What you are asked to do: Gather every line in the rows below that contains the word "cloud", and copy each one in full. Match the case of the word.

Data to process:
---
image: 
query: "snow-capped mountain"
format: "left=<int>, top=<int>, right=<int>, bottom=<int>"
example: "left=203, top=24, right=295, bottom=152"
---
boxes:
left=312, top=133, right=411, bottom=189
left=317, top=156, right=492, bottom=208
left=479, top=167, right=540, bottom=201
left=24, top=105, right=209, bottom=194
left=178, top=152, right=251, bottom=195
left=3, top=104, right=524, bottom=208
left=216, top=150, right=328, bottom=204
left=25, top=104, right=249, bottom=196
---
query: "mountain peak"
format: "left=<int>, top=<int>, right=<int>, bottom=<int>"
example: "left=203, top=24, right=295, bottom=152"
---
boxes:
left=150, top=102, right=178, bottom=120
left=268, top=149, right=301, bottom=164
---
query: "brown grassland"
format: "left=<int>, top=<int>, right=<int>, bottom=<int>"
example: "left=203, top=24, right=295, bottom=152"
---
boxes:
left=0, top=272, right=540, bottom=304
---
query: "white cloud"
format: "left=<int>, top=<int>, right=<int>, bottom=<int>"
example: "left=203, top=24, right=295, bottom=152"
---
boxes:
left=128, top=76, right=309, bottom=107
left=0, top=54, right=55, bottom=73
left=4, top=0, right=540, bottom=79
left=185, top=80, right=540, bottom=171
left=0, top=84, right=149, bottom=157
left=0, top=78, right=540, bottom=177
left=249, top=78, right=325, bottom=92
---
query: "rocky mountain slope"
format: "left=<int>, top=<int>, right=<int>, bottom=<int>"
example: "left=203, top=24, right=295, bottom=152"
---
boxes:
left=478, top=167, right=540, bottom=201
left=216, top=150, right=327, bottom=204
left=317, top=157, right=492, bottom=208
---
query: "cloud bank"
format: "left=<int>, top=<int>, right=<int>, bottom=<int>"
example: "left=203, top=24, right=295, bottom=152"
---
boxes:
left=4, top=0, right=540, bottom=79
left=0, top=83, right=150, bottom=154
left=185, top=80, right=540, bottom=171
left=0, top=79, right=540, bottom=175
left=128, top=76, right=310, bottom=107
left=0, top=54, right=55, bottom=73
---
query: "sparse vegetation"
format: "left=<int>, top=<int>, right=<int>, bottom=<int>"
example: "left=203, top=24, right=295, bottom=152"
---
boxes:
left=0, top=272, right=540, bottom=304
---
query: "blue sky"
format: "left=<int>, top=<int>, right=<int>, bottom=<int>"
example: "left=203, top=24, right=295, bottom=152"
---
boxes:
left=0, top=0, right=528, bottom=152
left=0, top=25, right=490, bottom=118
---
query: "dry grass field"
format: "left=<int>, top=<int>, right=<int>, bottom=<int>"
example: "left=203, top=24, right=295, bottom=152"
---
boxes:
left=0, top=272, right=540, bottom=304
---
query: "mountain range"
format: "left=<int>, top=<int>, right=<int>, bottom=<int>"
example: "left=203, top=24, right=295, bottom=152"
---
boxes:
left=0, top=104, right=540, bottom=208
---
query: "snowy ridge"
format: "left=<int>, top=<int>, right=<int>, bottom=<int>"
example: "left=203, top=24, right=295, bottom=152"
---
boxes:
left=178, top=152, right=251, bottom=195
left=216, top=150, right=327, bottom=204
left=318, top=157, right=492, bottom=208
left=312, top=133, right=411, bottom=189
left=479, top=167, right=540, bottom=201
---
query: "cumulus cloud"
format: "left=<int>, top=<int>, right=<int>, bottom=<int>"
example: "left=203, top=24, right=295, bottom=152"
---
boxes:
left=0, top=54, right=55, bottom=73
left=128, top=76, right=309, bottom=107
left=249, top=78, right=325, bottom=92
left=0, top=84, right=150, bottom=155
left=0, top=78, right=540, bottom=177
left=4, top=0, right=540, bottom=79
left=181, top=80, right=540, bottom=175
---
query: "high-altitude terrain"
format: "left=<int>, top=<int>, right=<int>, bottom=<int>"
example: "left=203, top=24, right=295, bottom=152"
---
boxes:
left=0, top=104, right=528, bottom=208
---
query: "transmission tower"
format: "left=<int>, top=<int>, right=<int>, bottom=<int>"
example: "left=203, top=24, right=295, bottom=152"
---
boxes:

Finished exercise:
query: "white cloud"
query: "cloud bank"
query: "cumulus cloud"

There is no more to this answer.